- **À FAIRE**
a - Traduisez en anglais cette phrase du journal de Bonifacio : « C’est toujours difficile de quitter la famille et les amis après avoir partagé de beaux moments avec eux mais là, une autre sensation vient se greffer à celle-ci. »
b - Poursuivez le journal de Bonifacio à partir de sa dernière phrase.

- **TEXTE FOURNI**
==========

Mardi 13 septembre
Bonifacio (France / Corse)
Le réveil sonne. Il est 7 heure. Petit déjeuner et habillage en vitesse. Le taxi de Anne l’attend à 8h pour l’emmener à l’aéroport de Figari. Bye bye Anne ! Merci d’être venue vivre quelques jours de notre aventure.
Bon, voilà… Je me retrouve seule à la station de taxi. La voiture de Anne vient de l’emmener. Je rentre au bateau mais je sens bien que la joie des derniers jours m’a quittée. C’est l’heure du coup de blues.
C’est toujours difficile de quitter la famille et les amis après avoir partagé de beaux moments avec eux mais là, une autre sensation vient se greffer à celle-ci. Nous sommes mardi et nous avons prévu de quitter Bonifacio jeudi matin, dans une journée et demi. C’est trop tôt pour moi. S’éloigner de ce port, c’est s’éloigner de la France pour plusieurs mois et se rapprocher de la suite de l’aventure qui me fait encore peur : les premières nuits complètes sur le bateau, la fin de connexions internet et téléphoniques simples et rassurantes, l’organisation des assurances hors Europe, la traversée qui se dessine. Bref, l’inquiétude prend le dessus aujourd’hui et je n’ai envie de rien.

==========

- **LIGNES DE DONNÉES**
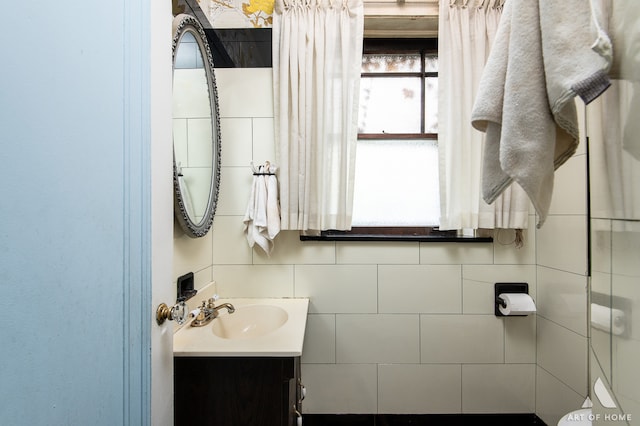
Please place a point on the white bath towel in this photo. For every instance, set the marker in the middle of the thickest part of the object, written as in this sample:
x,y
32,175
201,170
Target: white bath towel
x,y
262,217
542,57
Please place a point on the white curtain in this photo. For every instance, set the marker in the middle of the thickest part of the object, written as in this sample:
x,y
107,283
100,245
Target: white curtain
x,y
317,56
466,30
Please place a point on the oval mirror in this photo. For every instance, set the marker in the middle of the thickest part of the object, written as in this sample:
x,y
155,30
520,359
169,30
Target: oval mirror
x,y
196,128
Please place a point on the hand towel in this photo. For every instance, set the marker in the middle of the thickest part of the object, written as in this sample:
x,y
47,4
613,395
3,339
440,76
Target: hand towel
x,y
262,217
542,57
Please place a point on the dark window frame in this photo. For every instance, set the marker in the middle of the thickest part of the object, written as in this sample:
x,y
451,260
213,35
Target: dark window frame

==========

- **RÉPONSES PAR TÂCHE**
a - It's always hard to leave family and friends after sharing good times with them, but this time another feeling adds itself to that one.

b -
Je profite de ces instants de doute pour vous faire partager un texte fort intéressant sur le sens du voyage. Il est tiré du livre d’Eric-Emmanuel Schmitt « La nuit de feu ». Merci à Mamou de me l’avoir fait découvrir. Il pose des mots sur mes émotions.
« Ma conception du voyage avait changé. La destination importe moins que l’abandon. Partir, ce n’est pas chercher, c’est quitter proches, voisins, habitudes, désirs, opinions, soi-même. Partir n’a d’autre but que de se livrer à l’inconnu, à l’imprévu, à l’infini des possibles, voire à l’impossible. Partir consiste à perdre ses repères, la maîtrise, l’illusion de savoir, et à creuser en soi une disposition hospitalière qui permet à l’exceptionnel de surgir. »
Bref, pour moi qui suis la reine du contrôle, c’est super flippant mais tellement vrai !
Après la grosse journée de visite d’hier, nous avons prévu aujourd’hui de rester tranquillement au bateau pour jouer, faire l’école, ranger, réparer…. Nous parlons beaucoup aussi avec Simon. C’est toujours le même questionnement qui revient : serons-nous capables d’aller plus loin et de traverser ? Nous décidons de ne pas nous précipiter et de nous attarder un peu plus longtemps au port de Bonifacio pour nous sentir prêts mais aussi pour rester cachés car un gros coup de vent est annoncé pour la fin de la semaine.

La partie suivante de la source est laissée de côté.